INSTRUCTIONS FOR THE TASK: Report each line of the records below that contains the string "sign", treating uppercase and lowercase as different.

━━ RECORD LIST ━━

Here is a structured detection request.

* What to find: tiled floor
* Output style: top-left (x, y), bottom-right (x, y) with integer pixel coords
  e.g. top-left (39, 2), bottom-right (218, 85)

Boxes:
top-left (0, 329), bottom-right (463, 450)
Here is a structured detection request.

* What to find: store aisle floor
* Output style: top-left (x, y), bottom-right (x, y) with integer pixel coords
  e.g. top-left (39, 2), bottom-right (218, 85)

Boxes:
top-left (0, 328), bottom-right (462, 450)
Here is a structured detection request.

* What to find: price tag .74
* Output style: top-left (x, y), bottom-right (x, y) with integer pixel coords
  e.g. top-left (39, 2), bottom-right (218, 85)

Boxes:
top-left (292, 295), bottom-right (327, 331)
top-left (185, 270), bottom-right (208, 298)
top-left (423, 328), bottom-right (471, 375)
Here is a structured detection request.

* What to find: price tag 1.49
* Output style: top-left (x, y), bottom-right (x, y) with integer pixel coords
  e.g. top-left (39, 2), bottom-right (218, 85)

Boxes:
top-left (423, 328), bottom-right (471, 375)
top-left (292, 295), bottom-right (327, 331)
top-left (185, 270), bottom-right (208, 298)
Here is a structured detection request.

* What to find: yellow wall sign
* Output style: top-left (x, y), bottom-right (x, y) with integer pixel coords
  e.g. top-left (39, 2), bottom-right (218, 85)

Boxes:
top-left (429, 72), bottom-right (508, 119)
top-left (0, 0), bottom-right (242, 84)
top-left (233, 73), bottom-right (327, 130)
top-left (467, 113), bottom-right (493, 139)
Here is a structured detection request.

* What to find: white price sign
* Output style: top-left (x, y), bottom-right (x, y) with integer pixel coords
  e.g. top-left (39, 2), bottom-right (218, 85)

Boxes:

━━━

REPLY TO THE TASK:
* What to find: yellow wall sign
* What to find: white price sign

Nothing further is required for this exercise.